EXTRACT TO READ –
1. Basic Probability Rules

Probability theory is a branch of mathematics concerned with analyzing random events. Below are the fundamental rules and concepts in probability:

Probability of an Event

The probability of an event $A$, denoted $P(A)$, represents the likelihood of that event occurring. The probability of any event always lies within the range $0 \leq P(A) \leq 1$.

Sample Space and Events

  • Sample Space $S$: The set of all possible outcomes of a random experiment.
  • Event $A$: A subset of the sample space.

Complement Rule

The probability of the complement of an event $A$, denoted as $P(A^c)$, is given by: $P(A^c) = 1 - P(A)$.

Addition Rule of Probability

If $A$ and $B$ are two mutually exclusive events (having no common elements), the probability of either event $A$ or $B$ occurring is: $P(A \cup B) = P(A) + P(B)$.

If $A$ and $B$ are not mutually exclusive, the general addition rule is: $P(A \cup B) = P(A) + P(B) - P(A \cap B)$.

If $A$ and $B$ are two independent events (where the occurrence of one event does not affect the probability of the other), the probability of both events $A$ and $B$ occurring is: $P(A \cap B) = P(A) \cdot P(B)$.

If $A$ and $B$ are not independent, the probability of both events occurring is: $P(A \cap B) = P(A) \cdot P(B|A)$, where $P(B|A)$ is the conditional probability of $B$ given that $A$ has occurred.

Addition Rule

$$ p(X) = \sum_Y p(X, Y) $$

This rule calculates the probability of a random variable $X$ by summing the joint probabilities $P(X, Y)$ over all possible values of a random variable $Y$.

ENTRIES SUPPLIED –

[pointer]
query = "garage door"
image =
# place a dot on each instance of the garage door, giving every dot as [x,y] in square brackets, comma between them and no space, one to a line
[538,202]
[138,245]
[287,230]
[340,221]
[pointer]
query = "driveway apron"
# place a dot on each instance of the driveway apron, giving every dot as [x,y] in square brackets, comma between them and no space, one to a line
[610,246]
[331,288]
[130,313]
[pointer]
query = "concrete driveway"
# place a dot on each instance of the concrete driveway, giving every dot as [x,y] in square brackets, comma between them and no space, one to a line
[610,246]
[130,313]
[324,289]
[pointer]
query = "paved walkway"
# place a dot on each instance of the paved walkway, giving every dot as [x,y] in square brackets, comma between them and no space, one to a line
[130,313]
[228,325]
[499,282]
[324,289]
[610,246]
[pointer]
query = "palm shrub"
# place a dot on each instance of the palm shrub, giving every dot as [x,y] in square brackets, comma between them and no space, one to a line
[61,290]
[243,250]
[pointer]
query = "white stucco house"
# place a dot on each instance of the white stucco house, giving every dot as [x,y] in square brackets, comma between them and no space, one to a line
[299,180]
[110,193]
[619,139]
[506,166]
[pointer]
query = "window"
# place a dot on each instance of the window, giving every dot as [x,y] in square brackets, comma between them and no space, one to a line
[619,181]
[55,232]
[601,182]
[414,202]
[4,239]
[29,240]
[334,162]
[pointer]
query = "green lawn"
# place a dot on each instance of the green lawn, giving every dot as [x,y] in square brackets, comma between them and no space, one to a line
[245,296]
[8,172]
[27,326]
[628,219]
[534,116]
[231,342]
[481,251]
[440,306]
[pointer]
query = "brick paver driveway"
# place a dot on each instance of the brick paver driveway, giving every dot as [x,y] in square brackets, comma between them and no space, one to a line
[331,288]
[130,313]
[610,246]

REQUIREMENT – Could you reproduce the probability rules text at the top of the page in full, word for word, keeping every formula and line break unchanged?

REPLY TO THE EXERCISE –
1. Basic Probability Rules

Probability theory is a branch of mathematics concerned with analyzing random events. Below are the fundamental rules and concepts in probability:

Probability of an Event

The probability of an event $A$, denoted $P(A)$, represents the likelihood of that event occurring. The probability of any event always lies within the range $0 \leq P(A) \leq 1$.

Sample Space and Events

  • Sample Space $S$: The set of all possible outcomes of a random experiment.
  • Event $A$: A subset of the sample space.

Complement Rule

The probability of the complement of an event $A$, denoted as $P(A^c)$, is given by: $P(A^c) = 1 - P(A)$.

Addition Rule of Probability

If $A$ and $B$ are two mutually exclusive events (having no common elements), the probability of either event $A$ or $B$ occurring is: $P(A \cup B) = P(A) + P(B)$.

If $A$ and $B$ are not mutually exclusive, the general addition rule is: $P(A \cup B) = P(A) + P(B) - P(A \cap B)$.

If $A$ and $B$ are two independent events (where the occurrence of one event does not affect the probability of the other), the probability of both events $A$ and $B$ occurring is: $P(A \cap B) = P(A) \cdot P(B)$.

If $A$ and $B$ are not independent, the probability of both events occurring is: $P(A \cap B) = P(A) \cdot P(B|A)$, where $P(B|A)$ is the conditional probability of $B$ given that $A$ has occurred.

Addition Rule

$$ p(X) = \sum_Y p(X, Y) $$

This rule calculates the probability of a random variable $X$ by summing the joint probabilities $P(X, Y)$ over all possible values of a random variable $Y$.